EXERCISE BRIEF
Starting with the very first line of the data and ending with the line containing "positive clicks: (57, 51)", lay out those lines as a numbered list, omitting any blank lines.

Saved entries
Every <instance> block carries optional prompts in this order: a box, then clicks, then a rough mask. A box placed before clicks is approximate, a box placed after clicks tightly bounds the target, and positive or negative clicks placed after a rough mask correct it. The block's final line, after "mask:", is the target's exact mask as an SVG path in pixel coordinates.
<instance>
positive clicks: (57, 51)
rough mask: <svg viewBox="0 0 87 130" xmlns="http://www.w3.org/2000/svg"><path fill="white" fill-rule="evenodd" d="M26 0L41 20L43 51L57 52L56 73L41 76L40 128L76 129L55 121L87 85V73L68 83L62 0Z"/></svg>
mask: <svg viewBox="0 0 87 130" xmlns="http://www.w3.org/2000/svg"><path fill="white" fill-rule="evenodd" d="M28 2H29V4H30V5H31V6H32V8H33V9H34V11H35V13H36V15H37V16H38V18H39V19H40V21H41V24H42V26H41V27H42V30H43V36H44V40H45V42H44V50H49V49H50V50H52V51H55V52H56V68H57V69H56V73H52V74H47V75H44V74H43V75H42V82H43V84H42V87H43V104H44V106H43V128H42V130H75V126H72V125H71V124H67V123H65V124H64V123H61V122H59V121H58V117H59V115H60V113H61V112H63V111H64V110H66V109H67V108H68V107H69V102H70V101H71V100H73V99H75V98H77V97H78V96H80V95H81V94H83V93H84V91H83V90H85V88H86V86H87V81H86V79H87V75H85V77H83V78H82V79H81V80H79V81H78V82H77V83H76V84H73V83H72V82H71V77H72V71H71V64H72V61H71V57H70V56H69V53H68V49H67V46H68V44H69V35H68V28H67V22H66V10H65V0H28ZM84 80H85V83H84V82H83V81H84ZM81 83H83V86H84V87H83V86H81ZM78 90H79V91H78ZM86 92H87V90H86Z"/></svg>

RESULT FOR THIS TASK
1. Every <instance> block carries optional prompts in this order: a box, then clicks, then a rough mask. A box placed before clicks is approximate, a box placed after clicks tightly bounds the target, and positive or negative clicks placed after a rough mask correct it. The block's final line, after "mask:", is the target's exact mask as an SVG path in pixel coordinates.
2. <instance>
3. positive clicks: (57, 51)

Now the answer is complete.